▶ _Source extract_
>>>
Now that we already know the behavior of our data, the model to use and and the order to specify we will go ahead and train a model and make some few predictions. We are also going to split our data into train, test and validation

In [None]:
#splitting data
train_data, test_data = train_test_split(daily_pattern, test_size= 0.3, random_state= 42)

In [None]:
#instantiating ARIMA model
arima_model = ARIMA(train_data, order = (2, 1, 2))
arima_model = arima_model.fit()
arima_model.summary()

We will also do a prediction to see how well our model has learnt. For the predict method, you need to pass in the start and end parameters for the period you want to predict

In [None]:
#specifying start and end
start = len(train_data)
end = len(train_data) + len(test_data)-1
predictions = arima_model.predict(start = start, end= end, type = "level")
<<<
▶ _Material provided_
>>>
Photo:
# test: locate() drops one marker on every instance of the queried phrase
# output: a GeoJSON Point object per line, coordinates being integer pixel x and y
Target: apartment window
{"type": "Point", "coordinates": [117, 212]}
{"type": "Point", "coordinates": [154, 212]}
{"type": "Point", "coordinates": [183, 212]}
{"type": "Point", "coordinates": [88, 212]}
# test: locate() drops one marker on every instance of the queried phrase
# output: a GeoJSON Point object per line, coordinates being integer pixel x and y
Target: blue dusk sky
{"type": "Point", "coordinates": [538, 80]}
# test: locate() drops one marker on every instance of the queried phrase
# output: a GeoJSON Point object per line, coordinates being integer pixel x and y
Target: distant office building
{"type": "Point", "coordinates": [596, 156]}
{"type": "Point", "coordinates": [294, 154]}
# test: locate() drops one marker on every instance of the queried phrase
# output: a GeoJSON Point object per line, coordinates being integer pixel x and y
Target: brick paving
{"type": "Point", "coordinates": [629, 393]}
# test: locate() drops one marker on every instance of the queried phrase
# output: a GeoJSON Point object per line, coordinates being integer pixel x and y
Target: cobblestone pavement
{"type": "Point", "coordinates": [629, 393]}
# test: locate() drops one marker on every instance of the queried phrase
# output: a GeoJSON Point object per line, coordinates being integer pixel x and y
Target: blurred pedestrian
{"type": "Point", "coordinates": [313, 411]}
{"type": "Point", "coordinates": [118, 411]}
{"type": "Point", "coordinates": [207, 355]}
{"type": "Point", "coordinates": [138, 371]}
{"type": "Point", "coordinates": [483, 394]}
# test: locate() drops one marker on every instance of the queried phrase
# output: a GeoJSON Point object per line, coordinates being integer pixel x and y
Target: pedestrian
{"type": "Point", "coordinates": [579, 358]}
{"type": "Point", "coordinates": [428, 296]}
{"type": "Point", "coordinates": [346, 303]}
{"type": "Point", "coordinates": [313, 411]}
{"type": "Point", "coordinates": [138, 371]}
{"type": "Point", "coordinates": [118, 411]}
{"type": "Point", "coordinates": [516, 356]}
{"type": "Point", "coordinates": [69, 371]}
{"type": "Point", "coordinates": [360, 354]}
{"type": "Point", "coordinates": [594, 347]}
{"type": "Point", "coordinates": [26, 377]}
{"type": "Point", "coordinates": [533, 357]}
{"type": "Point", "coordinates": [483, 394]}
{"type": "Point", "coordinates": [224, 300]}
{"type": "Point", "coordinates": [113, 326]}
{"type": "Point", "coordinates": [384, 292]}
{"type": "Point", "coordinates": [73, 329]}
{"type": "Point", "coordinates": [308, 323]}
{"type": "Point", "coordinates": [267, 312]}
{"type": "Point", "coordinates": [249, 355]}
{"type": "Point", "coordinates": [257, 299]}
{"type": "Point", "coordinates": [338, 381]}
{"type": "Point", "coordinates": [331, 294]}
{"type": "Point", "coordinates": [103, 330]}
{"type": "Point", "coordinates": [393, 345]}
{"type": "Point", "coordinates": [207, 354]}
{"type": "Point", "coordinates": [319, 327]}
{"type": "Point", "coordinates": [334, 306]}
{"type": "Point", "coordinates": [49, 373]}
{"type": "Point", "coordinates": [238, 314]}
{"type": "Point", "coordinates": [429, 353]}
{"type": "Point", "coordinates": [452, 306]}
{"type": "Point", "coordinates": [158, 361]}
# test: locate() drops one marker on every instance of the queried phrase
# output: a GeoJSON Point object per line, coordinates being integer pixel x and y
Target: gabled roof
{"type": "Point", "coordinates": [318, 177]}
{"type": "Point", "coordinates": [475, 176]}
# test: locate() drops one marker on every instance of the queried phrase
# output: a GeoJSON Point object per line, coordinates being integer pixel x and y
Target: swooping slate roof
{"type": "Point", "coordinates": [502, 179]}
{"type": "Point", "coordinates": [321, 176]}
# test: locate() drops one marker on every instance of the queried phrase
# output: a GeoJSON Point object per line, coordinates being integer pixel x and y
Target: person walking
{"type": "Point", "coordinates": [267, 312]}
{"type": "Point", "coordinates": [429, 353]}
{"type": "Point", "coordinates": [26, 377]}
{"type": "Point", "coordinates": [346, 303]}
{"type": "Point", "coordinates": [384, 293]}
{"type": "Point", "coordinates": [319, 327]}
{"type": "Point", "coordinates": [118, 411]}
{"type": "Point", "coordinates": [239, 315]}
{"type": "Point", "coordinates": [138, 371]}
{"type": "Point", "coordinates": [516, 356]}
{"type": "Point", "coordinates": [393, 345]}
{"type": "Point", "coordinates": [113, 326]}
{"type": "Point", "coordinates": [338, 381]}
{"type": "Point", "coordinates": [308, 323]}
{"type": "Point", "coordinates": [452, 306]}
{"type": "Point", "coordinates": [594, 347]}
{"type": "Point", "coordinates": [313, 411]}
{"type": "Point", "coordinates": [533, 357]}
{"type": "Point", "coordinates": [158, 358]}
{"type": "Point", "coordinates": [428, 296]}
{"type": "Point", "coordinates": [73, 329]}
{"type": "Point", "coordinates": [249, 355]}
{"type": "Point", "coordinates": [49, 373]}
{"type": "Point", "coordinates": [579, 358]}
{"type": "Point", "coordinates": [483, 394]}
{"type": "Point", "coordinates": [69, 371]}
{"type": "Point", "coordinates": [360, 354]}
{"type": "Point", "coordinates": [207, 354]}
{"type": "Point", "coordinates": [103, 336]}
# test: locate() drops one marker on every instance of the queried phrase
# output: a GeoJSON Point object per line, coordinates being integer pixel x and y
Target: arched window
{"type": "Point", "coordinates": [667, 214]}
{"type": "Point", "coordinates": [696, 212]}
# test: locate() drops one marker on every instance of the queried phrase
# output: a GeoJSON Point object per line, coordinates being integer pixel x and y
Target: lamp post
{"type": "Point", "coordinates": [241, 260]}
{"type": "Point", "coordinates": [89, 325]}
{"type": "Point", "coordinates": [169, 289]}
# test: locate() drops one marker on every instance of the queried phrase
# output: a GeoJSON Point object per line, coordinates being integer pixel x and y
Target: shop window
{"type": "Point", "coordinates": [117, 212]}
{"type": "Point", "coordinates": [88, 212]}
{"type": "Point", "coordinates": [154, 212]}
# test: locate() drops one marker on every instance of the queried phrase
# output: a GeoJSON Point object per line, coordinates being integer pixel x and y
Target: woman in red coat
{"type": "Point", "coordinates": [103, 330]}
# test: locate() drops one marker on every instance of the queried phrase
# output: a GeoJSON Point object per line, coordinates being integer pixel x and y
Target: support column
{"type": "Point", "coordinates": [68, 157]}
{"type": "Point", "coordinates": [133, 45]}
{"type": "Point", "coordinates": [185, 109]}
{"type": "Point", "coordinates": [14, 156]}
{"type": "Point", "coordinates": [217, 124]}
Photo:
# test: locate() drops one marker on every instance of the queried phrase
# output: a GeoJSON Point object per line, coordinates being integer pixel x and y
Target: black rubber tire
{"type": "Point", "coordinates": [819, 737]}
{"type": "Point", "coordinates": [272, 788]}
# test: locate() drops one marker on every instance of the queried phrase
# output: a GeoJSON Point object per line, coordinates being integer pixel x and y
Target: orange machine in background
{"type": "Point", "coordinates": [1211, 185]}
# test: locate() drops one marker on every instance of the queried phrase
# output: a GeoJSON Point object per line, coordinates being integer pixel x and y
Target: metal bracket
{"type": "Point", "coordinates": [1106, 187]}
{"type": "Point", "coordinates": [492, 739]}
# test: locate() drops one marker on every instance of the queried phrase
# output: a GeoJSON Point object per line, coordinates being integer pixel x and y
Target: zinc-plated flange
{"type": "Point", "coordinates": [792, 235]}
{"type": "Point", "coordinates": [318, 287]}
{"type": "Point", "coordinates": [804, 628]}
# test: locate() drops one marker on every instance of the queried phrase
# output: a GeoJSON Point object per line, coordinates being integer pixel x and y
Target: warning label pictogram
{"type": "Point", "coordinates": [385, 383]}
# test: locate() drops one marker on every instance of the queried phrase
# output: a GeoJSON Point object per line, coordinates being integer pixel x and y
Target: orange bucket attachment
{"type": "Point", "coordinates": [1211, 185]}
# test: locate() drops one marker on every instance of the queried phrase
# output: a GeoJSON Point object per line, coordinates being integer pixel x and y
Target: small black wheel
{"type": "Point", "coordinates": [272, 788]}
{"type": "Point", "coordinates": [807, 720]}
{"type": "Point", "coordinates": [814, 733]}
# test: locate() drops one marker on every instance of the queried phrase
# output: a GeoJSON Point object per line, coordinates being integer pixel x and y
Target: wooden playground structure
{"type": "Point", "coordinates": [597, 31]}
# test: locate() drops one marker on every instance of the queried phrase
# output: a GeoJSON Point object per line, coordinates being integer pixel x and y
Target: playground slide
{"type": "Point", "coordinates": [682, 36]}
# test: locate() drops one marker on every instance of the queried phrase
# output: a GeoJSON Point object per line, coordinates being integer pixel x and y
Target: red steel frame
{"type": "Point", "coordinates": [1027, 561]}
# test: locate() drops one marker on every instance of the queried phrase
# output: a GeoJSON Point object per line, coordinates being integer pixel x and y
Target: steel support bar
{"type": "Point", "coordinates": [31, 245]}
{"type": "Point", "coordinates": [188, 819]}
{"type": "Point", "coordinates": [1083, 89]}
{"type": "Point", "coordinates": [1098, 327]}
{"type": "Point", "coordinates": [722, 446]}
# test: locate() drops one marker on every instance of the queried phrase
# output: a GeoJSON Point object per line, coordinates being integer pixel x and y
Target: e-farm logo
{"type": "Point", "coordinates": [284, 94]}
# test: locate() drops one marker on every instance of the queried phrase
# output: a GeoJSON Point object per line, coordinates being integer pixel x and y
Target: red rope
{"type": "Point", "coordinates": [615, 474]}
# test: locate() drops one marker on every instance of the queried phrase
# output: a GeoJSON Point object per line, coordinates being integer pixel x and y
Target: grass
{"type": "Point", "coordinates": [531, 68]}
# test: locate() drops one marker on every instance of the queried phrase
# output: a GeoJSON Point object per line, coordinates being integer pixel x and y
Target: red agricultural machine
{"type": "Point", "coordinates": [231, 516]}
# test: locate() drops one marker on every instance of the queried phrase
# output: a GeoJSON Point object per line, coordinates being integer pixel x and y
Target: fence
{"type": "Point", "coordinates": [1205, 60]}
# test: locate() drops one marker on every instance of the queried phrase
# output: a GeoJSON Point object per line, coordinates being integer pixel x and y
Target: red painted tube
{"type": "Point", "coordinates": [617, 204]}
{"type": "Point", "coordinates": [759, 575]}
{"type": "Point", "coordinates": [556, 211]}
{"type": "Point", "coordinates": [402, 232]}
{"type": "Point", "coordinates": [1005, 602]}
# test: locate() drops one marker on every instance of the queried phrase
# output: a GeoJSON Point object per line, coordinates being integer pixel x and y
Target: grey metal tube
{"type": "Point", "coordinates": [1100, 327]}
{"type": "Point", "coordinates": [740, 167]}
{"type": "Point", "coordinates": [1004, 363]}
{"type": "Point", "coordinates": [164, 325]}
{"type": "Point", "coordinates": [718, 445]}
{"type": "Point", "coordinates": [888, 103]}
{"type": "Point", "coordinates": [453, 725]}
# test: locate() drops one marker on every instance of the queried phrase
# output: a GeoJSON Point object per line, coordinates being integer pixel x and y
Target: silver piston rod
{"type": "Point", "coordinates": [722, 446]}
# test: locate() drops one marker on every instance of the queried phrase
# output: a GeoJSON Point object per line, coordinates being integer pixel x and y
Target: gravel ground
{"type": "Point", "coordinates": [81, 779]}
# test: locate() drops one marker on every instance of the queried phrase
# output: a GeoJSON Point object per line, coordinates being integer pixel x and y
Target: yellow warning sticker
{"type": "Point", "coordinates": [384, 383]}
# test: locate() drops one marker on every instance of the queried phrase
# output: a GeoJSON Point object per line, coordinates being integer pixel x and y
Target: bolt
<<<
▶ _Work required_
Can you return the passage of the ARIMA tutorial between "Now that we" and "arima_model.summary()", inclusive? You can set the material aside; it isn't needed here.

▶ _Solved exercise_
Now that we already know the behavior of our data, the model to use and and the order to specify we will go ahead and train a model and make some few predictions. We are also going to split our data into train, test and validation

In [None]:
#splitting data
train_data, test_data = train_test_split(daily_pattern, test_size= 0.3, random_state= 42)

In [None]:
#instantiating ARIMA model
arima_model = ARIMA(train_data, order = (2, 1, 2))
arima_model = arima_model.fit()
arima_model.summary()